- Explore the material -
- a) Decide whether each statement below agrees with the Loch Lomond recreation text, answering yes or no and quoting the words of the text that settle it: (i) PWC registrations rose by 38% between 2019-21; (ii) NatureScot reports a 14% national increase in non-powered, water related activities; (iii) the number of motorised craft registered for use on Loch Lomond fell between 2019-21.
- b) Summarize the Loch Lomond recreation text in two sentences.
- c) Rewrite the paragraph of the Loch Lomond recreation text beginning "At the same time, the volume" as a short list of its main facts.

╭─ Text block

There have been significant changes in the type and volume of recreation activities enjoyed on Loch Lomond, particularly in recent years.
More and more people are enjoying non-powered activities such as swimming, paddleboarding and kayaking as well as spending time by the water, even if not taking part in a specific activity. NatureScot report that nationally there has been a 10% increase in non-powered, water related activities and a 14% increase in people visiting lochs (NatureScot,, September 2021). This national upward trend in activity is generally felt by staff and stakeholders to be even higher on Loch Lomond.
At the same time, the volume of motorised craft registered with the National Park Authority for use on Loch Lomond has also increased (13% increase between 2019-21). Personal water craft (PWCs), commonly known as jet skis or jet bikes, have also become the most popular type of craft registered for use on the Loch, with a 38% increase seen in PWC registrations between 2019-21.
While more people enjoying the Loch responsibly is a positive, these changes combined also increase the potential for conflict between the ways different users want to use Loch Lomond. At times this has led to incidences of disturbance, anti-social behaviour and increased risks to different users.

╰─
╭─ Raw data

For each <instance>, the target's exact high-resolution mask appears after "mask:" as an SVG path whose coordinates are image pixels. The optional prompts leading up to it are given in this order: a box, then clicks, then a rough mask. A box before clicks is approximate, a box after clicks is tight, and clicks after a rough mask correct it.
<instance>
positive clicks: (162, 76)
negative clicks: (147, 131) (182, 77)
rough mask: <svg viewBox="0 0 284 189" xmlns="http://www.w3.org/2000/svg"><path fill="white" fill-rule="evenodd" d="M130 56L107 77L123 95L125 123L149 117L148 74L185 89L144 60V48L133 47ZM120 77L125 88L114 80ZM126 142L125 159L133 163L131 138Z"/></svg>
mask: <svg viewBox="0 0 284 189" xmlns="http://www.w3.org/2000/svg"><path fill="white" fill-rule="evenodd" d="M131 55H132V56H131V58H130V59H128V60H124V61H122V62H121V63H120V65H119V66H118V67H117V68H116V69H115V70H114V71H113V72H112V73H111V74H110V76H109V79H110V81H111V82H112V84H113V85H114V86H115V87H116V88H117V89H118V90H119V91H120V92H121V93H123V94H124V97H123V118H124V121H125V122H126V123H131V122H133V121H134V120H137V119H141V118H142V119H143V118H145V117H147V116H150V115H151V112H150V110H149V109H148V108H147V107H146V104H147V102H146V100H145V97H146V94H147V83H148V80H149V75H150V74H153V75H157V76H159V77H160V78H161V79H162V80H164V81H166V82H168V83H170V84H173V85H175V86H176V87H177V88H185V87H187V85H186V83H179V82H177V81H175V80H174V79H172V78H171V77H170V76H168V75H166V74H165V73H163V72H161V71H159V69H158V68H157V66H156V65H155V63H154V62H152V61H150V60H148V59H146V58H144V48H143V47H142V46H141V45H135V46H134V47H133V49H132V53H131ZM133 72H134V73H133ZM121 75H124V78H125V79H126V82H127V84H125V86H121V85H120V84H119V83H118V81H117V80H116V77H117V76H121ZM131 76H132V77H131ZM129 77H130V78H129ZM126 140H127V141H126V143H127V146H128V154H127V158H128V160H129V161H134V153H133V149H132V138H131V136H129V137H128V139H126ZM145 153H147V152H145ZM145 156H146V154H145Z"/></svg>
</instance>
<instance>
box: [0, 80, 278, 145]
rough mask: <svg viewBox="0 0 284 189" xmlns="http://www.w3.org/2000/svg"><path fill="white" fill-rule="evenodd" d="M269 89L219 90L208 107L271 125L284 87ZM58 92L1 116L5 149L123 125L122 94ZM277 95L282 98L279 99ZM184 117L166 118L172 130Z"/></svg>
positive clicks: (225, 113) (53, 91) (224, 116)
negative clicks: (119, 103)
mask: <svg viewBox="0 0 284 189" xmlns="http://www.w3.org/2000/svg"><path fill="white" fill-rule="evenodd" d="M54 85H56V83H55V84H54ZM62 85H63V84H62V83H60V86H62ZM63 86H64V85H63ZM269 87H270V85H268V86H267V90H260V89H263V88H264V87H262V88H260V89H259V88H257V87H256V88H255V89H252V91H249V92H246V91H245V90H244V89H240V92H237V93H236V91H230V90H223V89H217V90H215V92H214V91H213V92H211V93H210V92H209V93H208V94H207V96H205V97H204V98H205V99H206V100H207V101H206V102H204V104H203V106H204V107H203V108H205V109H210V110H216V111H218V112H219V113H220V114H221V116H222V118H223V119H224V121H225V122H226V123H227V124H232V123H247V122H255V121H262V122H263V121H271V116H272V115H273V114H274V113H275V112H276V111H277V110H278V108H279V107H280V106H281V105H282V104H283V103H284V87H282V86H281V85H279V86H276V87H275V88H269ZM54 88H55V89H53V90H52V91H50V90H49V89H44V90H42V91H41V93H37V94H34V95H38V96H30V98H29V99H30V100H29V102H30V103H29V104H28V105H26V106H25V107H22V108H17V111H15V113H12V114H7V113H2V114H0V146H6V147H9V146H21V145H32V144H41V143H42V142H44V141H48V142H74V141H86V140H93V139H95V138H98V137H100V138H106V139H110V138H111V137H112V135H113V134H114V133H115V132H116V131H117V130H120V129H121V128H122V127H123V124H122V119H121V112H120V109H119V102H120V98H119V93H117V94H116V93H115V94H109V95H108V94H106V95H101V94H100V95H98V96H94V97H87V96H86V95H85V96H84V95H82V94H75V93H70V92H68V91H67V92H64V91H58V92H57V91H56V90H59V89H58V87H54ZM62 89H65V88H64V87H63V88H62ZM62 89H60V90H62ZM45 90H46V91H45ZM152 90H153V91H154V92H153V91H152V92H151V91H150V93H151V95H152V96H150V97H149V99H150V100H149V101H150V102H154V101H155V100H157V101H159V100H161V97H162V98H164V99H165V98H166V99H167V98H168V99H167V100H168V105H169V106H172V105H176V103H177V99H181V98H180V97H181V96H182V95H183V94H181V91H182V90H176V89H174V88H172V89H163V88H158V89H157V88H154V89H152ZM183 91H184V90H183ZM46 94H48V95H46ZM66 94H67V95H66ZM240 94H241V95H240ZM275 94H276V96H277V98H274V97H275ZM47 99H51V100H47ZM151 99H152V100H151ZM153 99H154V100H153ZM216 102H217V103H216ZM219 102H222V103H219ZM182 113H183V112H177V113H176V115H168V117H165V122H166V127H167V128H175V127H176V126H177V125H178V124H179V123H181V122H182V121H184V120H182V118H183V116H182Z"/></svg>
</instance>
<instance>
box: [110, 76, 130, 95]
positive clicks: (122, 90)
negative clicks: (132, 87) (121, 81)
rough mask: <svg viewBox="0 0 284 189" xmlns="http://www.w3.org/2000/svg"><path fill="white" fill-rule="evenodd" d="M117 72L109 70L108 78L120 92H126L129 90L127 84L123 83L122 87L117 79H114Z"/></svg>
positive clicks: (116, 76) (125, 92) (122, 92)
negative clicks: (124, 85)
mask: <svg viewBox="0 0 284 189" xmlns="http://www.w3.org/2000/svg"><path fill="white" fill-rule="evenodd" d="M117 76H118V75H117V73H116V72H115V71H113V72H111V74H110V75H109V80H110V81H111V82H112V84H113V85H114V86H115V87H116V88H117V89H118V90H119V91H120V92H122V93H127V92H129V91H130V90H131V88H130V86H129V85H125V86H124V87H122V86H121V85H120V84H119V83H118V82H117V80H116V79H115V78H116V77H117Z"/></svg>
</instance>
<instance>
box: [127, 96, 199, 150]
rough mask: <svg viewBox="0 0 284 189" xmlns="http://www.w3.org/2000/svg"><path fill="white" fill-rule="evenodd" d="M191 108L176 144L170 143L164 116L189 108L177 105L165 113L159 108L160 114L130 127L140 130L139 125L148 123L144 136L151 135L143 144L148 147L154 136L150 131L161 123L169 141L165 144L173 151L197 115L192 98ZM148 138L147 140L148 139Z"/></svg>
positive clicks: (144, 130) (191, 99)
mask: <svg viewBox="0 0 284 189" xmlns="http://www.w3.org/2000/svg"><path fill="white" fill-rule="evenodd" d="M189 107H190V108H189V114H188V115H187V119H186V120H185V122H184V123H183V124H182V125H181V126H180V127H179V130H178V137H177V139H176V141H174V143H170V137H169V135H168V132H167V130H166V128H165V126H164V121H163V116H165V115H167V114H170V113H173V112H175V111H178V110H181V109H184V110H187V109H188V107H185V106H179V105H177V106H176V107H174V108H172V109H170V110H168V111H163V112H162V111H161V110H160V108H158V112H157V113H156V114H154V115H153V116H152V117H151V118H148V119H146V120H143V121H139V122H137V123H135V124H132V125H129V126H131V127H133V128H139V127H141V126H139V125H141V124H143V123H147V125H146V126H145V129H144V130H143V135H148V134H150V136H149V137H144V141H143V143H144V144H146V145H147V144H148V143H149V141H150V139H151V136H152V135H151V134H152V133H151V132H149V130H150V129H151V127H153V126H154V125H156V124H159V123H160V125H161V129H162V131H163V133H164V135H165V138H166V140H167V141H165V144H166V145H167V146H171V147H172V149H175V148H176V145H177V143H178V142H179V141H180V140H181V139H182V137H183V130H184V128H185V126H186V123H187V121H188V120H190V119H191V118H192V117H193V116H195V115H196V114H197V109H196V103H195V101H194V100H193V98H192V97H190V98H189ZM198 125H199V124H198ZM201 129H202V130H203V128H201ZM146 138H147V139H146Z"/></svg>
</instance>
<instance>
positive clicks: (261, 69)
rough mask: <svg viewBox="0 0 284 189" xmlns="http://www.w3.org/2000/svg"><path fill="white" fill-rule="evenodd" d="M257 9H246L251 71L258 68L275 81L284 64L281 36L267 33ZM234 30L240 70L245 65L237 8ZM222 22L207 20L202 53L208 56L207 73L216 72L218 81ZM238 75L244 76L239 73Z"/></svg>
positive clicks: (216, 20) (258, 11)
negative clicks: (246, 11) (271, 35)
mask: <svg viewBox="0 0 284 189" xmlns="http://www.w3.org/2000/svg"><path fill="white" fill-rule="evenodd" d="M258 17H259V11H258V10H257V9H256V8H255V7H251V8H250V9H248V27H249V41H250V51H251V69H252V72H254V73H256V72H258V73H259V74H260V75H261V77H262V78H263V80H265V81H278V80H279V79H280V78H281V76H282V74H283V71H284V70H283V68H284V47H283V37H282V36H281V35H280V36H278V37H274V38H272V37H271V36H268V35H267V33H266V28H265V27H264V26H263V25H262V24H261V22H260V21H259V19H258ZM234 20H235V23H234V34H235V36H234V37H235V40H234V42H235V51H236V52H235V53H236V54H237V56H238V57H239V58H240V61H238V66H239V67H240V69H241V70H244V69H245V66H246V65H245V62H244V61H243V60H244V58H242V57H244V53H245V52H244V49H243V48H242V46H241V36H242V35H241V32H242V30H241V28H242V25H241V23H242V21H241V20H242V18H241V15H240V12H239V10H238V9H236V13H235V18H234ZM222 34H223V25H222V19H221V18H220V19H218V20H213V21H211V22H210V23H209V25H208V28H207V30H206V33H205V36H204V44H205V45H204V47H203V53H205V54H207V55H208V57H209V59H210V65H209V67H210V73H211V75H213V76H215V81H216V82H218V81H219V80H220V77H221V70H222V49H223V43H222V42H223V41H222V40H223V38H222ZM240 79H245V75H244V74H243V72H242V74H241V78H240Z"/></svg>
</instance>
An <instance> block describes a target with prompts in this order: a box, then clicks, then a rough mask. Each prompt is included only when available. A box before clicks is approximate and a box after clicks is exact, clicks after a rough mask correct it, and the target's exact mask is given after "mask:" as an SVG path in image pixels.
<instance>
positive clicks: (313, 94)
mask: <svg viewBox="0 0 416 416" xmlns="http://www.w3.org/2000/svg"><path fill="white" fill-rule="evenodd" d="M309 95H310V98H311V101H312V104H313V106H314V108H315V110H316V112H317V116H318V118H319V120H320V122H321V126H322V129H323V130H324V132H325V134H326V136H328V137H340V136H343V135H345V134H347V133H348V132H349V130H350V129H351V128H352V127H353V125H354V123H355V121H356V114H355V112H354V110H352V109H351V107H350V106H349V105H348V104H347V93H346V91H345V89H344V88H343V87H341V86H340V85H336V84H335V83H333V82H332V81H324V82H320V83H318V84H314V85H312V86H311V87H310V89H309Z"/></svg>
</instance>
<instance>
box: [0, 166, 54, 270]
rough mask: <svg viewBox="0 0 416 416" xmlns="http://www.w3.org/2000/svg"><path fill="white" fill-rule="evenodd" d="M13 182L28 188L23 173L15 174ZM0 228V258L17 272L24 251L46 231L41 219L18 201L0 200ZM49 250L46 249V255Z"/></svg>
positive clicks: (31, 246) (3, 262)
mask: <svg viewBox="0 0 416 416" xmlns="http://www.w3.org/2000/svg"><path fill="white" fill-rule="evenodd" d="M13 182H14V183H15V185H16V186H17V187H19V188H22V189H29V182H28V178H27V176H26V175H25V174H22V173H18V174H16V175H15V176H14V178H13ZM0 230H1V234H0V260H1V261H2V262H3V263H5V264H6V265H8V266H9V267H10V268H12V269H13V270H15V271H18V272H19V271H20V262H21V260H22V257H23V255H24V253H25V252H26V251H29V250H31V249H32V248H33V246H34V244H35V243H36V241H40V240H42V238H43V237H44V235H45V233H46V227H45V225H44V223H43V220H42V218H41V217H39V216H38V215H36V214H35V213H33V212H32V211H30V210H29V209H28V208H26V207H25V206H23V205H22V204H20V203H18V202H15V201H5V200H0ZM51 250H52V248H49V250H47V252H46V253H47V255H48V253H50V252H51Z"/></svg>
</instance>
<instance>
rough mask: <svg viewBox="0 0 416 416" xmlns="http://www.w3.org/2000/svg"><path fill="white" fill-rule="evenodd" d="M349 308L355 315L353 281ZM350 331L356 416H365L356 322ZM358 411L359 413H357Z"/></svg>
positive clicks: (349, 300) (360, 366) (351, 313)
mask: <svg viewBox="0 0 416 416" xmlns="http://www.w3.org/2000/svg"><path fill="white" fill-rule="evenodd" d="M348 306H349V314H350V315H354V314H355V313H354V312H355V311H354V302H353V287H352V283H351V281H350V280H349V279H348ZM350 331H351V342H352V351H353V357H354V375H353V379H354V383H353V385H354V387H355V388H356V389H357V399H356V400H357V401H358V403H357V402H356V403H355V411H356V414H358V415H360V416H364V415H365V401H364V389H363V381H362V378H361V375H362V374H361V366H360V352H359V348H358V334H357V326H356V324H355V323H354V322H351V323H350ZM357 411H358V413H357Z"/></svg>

╰─

- Responses to the tasks -
- a)
(i) Yes: "with a 38% increase seen in PWC registrations between 2019-21"
(ii) No: "there has been a 10% increase in non-powered, water related activities"
(iii) No: "has also increased (13% increase between 2019-21)"

- b) Recreation on Loch Lomond has changed in type and volume, with more people taking part in non-powered activities or spending time by the water and more motorised craft being registered, personal water craft being the most popular type. These combined changes raise the potential for conflict between different users and have at times led to disturbance, anti-social behaviour and increased risks.

- c)
- Motorised craft registered with the National Park Authority for use on Loch Lomond rose 13% between 2019-21.
- Personal water craft (PWCs), commonly known as jet skis or jet bikes, are now the most popular type of craft registered for use on the Loch.
- PWC registrations rose 38% between 2019-21.